-------- EXTRAHIERTER TEXT

Erfragt wurde der Dezentralisierungsgrad der Unternehmen mit dem Ergebnis, dass 75 % der befragten Unternehmen über dezentrale Außenstellen verfügten (S. 36).
Desweiteren wurde nach dem Planungs- und Realisierungsgrad von Telearbeit gefragt. Hier ergab sich, dass 22 % der befragten Unternehmen Telearbeit eingeführt hatten, wobei die alternierende Form stark überwog. Bei den Unternehmen, wo Telearbeit realisiert war, waren die mittleren gegenüber den kleinen Unternehmen stärker vertreten. Bei den Unternehmen, die Telearbeit einzuführen planten, insgesamt 8 %, waren umgekehrt die kleinen Unternehmen stärker vertreten als die mittleren (S. 39).
Bei der Frage nach den Gründen für die Einführung von Telearbeit, ergab sich ein ähnliches Bild wie bei Godehardt/94: Vereinbarkeit von Beruf und Familie (76 % der Nennungen) war der überwiegend angegebene Grund (S. 42).
Intensiver als bei Godehardt/94 wurde nach den Hemmungen, Telearbeit einzuführen, gefragt. Die Gefahr von sozialer Isolation und Probleme der Führung bzw. Kontrolle von Telearbeitern wurden am häufigsten angegeben. Das Profil der Telearbeit sieht bei verschiedenen Gruppen von Betriebszugehörigen im Großen und Ganzen ähnlich aus, mit einer deutlichen Einschränkung: die wirklichen oder vermeintlichen Probleme, die Telearbeit mit sich bringt, wurden von Betriebsräten stark herausgehoben. Daher ergab sich auch das Bild, dass von Betriebsräten Telearbeit relativ schlecht bewertet wurde, während die übrigen Mitarbeiter ein deutlich positiveres Bild hatten, ein noch etwas positiveres die mittleren Manager und das Positivste die Topmanager (S. 45 – 49).

----------------
-------- EXTRAHIERTE EINTRÄGE

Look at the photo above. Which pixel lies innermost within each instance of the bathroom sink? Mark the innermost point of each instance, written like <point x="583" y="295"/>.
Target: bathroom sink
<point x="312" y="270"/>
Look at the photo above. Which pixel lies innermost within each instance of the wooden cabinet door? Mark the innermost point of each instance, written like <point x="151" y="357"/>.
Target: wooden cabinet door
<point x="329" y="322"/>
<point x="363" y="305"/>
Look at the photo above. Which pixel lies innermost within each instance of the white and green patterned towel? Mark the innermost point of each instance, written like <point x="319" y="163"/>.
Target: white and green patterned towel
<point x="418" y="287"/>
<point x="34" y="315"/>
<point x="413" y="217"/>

----------------

• **ZU BEARBEITEN**
a) Welcher Anteil der befragten Unternehmen verfügte laut dem Text zur Telearbeit über dezentrale Außenstellen?
b) Bearbeiten Sie den Text zur Telearbeit: Geben Sie den Abschnitt zwischen „Intensiver als bei“ und „(S. 45 – 49).“ einschließlich wieder und setzen Sie dabei „Arbeitnehmervertretungen“ an die Stelle von „Betriebsräten“.
Die Einträge stammen aus einer anderen Quelle.

• **ERWARTETE ERGEBNISSE**
a) 75 % der befragten Unternehmen.

b)
Intensiver als bei Godehardt/94 wurde nach den Hemmungen, Telearbeit einzuführen, gefragt. Die Gefahr von sozialer Isolation und Probleme der Führung bzw. Kontrolle von Telearbeitern wurden am häufigsten angegeben. Das Profil der Telearbeit sieht bei verschiedenen Gruppen von Betriebszugehörigen im Großen und Ganzen ähnlich aus, mit einer deutlichen Einschränkung: die wirklichen oder vermeintlichen Probleme, die Telearbeit mit sich bringt, wurden von Arbeitnehmervertretungen stark herausgehoben. Daher ergab sich auch das Bild, dass von Arbeitnehmervertretungen Telearbeit relativ schlecht bewertet wurde, während die übrigen Mitarbeiter ein deutlich positiveres Bild hatten, ein noch etwas positiveres die mittleren Manager und das Positivste die Topmanager (S. 45 – 49).